SOURCE ->
==*==

Wednesday, April 13, 2016

by SUSAN MANN

Turkey Farmers of Ontario must pay damages of $1.7 million to Turkey Farmers of Canada for overproduction from two years ago, an arbitration panel has decided.

The three-member panel also decided in favour of the national agency’s decision of June 2015 to apply a 2.3 million kilogram (live weight), which is the same as 1.9 million kilogram (eviscerated weight), marketing reduction to Ontario in addition to the monetary damages.

Turkey Farmers of Canada, legally known as the Canadian Turkey Marketing Agency, is the national organization responsible for the orderly production and marketing of turkeys and turkey meat in Canada.

The arbitration panel’s decision, handed down March 2, was unanimous. The panel members were: retired Supreme Court of Canada judge Ian Binnie; Alberta lawyer David Jardine, who specializes in administrative, regulatory and supply management law; and Michael Hulet, Penn State science professor. The national and Ontario turkey organizations jointly selected the panel members.

Both Turkey Farmers of Ontario and Turkey Farmers of Canada agreed to have the damage assessment and marketing reduction matters resolved by binding arbitration.  That agreement came after the Ontario board complained to the Farm Products Council of Canada in July 2015 about Turkey Farmers of Canada’s decisions regarding Ontario’s overproduction. The Ontario turkey board withdrew its complaint to the Farm Products Council after agreeing to take the matter to arbitration instead, according to documents and letters posted on the council’s website.

==*==

Dataset records on where objects are located ->
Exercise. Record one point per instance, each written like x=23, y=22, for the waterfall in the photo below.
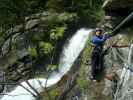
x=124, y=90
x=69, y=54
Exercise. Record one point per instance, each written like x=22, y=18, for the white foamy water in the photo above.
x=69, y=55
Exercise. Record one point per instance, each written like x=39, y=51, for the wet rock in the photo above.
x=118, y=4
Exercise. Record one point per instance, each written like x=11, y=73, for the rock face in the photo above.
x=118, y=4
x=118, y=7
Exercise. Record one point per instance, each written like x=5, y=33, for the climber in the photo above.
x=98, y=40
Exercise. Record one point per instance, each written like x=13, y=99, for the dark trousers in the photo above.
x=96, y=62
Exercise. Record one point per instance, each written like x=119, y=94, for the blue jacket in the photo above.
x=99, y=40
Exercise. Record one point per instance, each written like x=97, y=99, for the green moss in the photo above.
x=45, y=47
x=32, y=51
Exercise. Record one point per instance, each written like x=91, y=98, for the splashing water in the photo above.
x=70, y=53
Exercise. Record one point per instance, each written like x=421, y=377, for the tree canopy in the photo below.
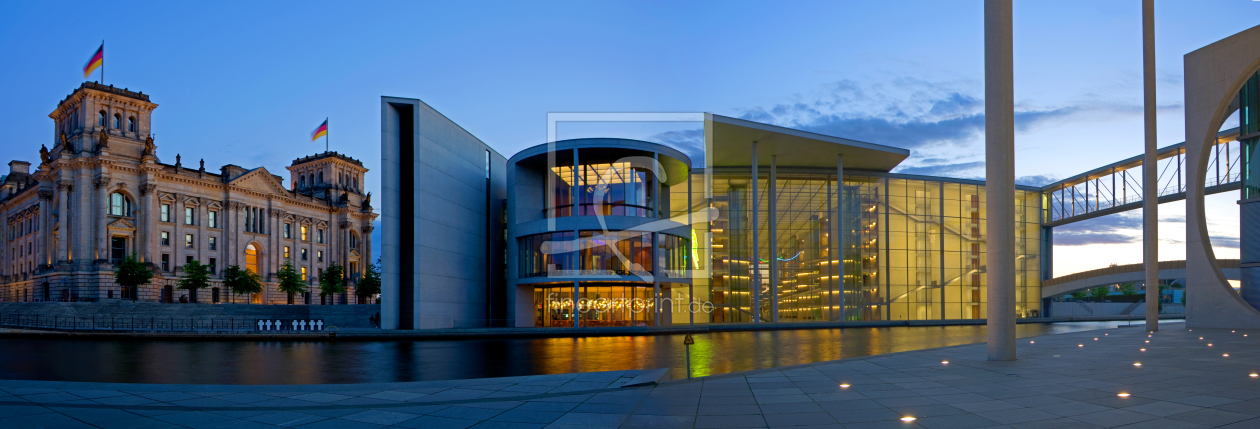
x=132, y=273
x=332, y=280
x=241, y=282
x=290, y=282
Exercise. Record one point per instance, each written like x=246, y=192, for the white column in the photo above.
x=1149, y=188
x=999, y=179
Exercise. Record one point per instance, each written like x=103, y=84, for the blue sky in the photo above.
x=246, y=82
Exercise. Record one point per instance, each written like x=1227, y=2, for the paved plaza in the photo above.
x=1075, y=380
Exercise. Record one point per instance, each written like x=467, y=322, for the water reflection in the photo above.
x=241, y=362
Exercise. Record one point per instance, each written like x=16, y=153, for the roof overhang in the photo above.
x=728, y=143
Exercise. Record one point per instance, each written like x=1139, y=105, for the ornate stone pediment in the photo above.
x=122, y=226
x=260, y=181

==*==

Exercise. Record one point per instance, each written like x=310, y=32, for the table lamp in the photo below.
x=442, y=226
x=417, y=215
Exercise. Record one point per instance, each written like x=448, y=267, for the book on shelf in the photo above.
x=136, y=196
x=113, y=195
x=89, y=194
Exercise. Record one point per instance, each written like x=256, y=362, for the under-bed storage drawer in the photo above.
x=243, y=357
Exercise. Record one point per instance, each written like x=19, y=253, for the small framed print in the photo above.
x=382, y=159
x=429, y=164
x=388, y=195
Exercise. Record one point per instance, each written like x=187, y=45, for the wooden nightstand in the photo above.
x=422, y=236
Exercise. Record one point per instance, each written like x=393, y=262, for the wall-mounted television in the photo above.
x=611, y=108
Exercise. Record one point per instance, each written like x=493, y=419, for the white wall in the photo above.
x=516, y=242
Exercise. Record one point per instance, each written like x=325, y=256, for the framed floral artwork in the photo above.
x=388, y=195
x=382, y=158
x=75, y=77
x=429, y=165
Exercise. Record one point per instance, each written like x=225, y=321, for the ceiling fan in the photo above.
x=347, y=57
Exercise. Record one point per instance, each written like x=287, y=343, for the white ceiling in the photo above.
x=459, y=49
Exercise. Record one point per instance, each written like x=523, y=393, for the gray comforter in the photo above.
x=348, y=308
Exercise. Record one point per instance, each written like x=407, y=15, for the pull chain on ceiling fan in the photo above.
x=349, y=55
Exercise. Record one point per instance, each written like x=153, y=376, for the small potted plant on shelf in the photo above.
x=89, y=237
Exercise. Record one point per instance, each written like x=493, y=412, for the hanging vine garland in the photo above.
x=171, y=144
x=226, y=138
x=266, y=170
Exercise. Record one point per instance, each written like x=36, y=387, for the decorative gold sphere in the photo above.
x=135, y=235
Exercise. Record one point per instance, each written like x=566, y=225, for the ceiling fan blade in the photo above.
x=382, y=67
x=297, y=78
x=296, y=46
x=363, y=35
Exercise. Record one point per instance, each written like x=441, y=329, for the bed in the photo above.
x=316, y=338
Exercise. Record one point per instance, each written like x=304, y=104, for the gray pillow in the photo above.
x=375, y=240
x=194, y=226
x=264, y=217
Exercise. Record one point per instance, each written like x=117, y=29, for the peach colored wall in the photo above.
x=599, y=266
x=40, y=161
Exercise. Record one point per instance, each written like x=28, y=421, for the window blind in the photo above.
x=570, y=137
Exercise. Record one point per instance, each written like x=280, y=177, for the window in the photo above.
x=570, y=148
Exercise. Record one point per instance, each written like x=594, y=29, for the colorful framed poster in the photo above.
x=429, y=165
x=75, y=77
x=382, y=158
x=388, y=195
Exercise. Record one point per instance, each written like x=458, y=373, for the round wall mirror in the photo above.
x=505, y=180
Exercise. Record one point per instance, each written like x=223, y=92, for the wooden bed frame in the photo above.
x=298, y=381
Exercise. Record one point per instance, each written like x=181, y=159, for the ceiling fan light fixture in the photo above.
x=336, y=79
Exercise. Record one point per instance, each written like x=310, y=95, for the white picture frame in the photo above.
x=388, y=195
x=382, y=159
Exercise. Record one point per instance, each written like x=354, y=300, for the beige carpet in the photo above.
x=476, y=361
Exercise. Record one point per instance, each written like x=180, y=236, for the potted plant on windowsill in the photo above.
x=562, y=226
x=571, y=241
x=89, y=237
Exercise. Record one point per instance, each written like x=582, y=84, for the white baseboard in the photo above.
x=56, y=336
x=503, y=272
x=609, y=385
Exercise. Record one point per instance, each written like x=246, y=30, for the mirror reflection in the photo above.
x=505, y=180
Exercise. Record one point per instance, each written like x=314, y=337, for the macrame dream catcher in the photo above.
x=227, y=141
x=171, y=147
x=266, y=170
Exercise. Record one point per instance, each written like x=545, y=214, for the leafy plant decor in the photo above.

==*==

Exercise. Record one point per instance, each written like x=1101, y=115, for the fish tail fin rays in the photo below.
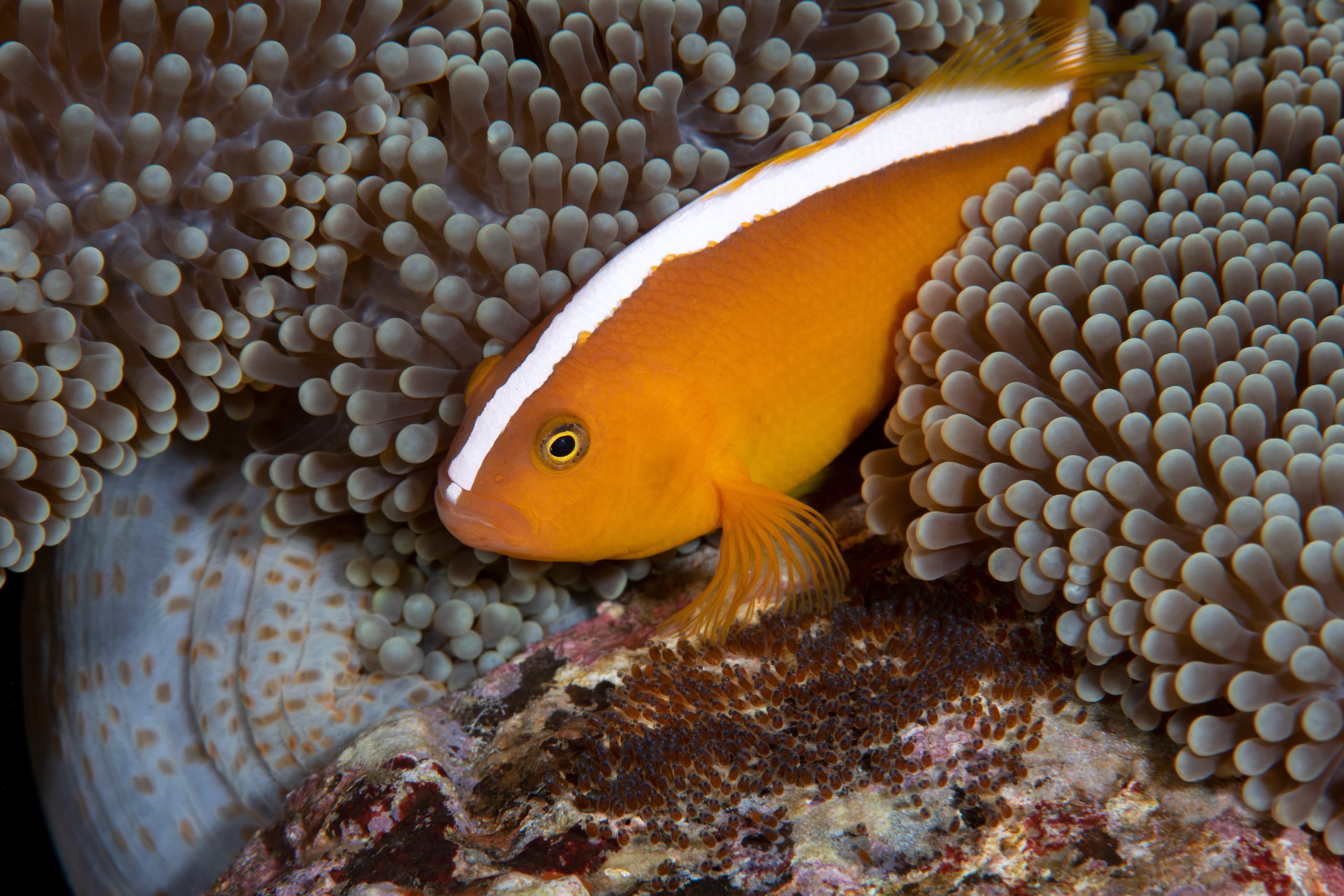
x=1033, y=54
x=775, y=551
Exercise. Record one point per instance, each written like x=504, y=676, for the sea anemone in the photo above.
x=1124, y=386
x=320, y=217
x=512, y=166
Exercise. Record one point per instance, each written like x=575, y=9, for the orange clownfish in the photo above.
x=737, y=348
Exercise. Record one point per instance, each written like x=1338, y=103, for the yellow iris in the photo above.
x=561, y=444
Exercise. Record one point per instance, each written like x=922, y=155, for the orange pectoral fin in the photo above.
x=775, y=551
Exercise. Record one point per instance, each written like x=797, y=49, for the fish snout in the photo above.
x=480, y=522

==*==

From the text about the Ontario turkey overproduction arbitration, reproduce the passage from "Turkey Farmers of Canada, legally" up to and including "the panel members.".

ANSWER BELOW ->
Turkey Farmers of Canada, legally known as the Canadian Turkey Marketing Agency, is the national organization responsible for the orderly production and marketing of turkeys and turkey meat in Canada.

The arbitration panel’s decision, handed down March 2, was unanimous. The panel members were: retired Supreme Court of Canada judge Ian Binnie; Alberta lawyer David Jardine, who specializes in administrative, regulatory and supply management law; and Michael Hulet, Penn State science professor. The national and Ontario turkey organizations jointly selected the panel members.